* BEGIN Extract *
According to the U.S. Department of Agriculture's Weekly Weather and Crop Bulletin, 46 percent of Kentucky's corn crop was harvested as of Oct. 11. This is well behind the five-year average of 81 percent. The report said 18 percent of state's soybeans were harvested on Oct. 11, which is also behind the five-year average of 34 percent.
University of Kentucky Cooperative Extension agents across the state are reporting harvesting delays with estimates of 40 to 65 percent of the corn crop harvested in their respective counties.
"We had a lot of harvesting activity at the end of August and first of September, but we've only had two spurts since then where we could run the combines for multiple days," said Jay Stone, extension agent for agricultural and natural resources in Christian County.
Daviess County Agricultural and Natural Resources Agent Clint Hardy said, since the middle of September, growers there have averaged about 2.5 days of harvesting per week and have 15 to 30 harvesting days still to go.
* END Extract *
* BEGIN Data lines *
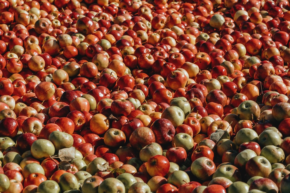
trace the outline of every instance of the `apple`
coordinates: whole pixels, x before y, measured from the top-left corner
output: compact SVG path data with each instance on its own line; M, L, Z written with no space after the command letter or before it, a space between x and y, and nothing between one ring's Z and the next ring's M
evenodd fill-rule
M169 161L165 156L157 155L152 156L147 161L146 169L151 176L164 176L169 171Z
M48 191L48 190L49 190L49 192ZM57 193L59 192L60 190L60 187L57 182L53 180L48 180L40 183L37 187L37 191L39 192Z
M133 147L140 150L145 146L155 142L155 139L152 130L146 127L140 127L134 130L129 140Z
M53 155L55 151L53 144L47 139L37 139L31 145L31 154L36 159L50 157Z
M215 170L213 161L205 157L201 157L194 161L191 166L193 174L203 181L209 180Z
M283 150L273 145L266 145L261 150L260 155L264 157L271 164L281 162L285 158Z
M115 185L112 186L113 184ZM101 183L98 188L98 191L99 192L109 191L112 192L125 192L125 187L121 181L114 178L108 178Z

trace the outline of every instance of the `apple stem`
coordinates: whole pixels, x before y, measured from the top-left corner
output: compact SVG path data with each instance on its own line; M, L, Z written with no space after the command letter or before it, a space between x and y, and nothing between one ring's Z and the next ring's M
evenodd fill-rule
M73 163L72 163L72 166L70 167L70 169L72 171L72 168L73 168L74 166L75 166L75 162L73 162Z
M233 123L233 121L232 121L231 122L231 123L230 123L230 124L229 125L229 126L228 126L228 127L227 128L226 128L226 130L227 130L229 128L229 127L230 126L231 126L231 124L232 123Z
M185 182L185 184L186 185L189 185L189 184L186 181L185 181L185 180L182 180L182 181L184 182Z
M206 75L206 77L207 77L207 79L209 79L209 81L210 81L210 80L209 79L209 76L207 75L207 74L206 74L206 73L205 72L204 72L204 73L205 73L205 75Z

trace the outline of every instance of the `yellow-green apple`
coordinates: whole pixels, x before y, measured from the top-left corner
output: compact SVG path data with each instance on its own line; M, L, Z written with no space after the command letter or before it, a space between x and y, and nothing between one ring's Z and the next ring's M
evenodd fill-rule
* END Data lines *
* BEGIN Data lines *
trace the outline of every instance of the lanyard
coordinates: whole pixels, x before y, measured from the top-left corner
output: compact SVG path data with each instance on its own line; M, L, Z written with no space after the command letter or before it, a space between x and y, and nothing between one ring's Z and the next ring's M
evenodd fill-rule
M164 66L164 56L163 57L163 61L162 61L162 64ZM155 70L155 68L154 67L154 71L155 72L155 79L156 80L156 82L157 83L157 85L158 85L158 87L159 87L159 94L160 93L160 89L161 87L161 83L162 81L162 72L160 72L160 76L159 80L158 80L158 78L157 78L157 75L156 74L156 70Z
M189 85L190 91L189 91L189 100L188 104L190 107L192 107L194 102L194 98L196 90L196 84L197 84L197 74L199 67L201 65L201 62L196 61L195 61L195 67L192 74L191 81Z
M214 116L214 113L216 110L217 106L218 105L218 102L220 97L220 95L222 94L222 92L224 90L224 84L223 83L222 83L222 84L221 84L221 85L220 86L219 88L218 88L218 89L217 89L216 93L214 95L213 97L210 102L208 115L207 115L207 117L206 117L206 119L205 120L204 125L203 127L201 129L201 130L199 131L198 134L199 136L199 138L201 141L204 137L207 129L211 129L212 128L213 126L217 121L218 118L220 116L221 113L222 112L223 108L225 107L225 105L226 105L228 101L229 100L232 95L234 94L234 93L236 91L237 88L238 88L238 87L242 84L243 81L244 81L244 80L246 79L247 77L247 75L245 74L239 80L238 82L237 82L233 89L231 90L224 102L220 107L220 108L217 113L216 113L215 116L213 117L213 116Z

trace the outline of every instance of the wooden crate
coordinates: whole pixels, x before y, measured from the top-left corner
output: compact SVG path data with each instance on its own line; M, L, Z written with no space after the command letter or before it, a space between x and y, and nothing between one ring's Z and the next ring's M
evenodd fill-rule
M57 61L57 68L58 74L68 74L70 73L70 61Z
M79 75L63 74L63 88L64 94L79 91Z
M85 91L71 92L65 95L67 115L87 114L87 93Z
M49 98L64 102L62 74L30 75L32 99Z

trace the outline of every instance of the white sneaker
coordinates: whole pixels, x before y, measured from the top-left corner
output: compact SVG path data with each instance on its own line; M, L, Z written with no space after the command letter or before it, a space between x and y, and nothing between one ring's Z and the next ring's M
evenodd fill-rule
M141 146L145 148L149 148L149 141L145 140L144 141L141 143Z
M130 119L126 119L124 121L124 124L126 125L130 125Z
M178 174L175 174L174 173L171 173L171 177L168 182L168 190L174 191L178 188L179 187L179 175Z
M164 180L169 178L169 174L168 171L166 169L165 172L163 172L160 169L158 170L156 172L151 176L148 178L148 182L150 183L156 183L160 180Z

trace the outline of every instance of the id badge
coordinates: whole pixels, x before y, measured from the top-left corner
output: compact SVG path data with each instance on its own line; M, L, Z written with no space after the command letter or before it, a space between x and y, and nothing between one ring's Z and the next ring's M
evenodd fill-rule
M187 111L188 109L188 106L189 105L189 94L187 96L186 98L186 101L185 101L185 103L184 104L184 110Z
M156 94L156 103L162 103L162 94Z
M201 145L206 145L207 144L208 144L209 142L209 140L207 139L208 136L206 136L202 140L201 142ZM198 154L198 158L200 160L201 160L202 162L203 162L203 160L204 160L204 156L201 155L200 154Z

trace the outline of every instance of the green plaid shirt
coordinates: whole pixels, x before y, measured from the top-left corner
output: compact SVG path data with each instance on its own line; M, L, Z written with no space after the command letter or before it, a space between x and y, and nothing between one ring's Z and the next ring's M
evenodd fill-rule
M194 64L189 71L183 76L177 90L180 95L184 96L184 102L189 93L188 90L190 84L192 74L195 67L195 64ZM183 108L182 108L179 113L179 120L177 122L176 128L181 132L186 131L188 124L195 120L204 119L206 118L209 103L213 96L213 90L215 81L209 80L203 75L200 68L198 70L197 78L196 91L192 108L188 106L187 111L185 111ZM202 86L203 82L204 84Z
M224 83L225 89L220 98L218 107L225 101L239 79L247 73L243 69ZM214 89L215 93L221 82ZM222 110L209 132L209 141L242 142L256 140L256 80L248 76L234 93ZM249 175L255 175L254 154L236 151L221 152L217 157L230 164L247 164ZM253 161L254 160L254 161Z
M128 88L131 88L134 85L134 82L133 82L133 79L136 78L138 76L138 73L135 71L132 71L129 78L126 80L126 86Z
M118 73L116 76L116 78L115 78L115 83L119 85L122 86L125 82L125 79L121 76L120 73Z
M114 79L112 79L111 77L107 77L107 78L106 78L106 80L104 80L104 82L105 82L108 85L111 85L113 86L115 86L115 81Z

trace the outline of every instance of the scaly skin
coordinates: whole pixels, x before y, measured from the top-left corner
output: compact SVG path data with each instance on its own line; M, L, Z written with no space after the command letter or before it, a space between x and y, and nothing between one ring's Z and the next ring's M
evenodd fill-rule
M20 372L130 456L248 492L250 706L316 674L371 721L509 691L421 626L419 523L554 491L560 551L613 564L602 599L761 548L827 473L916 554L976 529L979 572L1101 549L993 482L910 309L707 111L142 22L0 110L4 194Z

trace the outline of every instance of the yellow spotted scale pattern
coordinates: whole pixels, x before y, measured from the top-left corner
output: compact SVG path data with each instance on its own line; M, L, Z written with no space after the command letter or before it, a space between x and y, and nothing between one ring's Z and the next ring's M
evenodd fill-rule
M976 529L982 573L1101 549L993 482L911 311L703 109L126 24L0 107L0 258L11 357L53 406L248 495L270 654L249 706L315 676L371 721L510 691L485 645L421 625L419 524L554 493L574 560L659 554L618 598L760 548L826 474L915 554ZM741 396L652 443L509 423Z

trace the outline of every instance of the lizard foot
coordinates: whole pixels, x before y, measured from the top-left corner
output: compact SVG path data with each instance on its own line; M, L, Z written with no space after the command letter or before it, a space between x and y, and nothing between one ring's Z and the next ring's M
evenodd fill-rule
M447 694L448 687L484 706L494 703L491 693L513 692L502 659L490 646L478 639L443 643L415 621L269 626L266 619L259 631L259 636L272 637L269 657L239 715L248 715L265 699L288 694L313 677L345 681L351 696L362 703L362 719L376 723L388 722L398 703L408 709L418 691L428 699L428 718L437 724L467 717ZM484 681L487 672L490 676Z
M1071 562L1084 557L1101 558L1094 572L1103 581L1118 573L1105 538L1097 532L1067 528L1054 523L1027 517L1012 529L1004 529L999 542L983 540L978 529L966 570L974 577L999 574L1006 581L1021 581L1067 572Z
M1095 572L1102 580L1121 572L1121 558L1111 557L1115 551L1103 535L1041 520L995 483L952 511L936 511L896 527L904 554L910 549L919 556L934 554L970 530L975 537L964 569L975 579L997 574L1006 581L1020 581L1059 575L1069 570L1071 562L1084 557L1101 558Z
* END Data lines *
To do:
1/ According to the Kentucky harvest extract, what share of the state's corn crop had been harvested as of Oct. 11?
2/ Rewrite the stretch of the Kentucky harvest extract from "According to the" through "their respective counties.", putting "maize crop" wherever "corn crop" appears.
You can leave the material aside.

Answers provided:
1/ 46 percent

2/
According to the U.S. Department of Agriculture's Weekly Weather and Crop Bulletin, 46 percent of Kentucky's maize crop was harvested as of Oct. 11. This is well behind the five-year average of 81 percent. The report said 18 percent of state's soybeans were harvested on Oct. 11, which is also behind the five-year average of 34 percent.
University of Kentucky Cooperative Extension agents across the state are reporting harvesting delays with estimates of 40 to 65 percent of the maize crop harvested in their respective counties.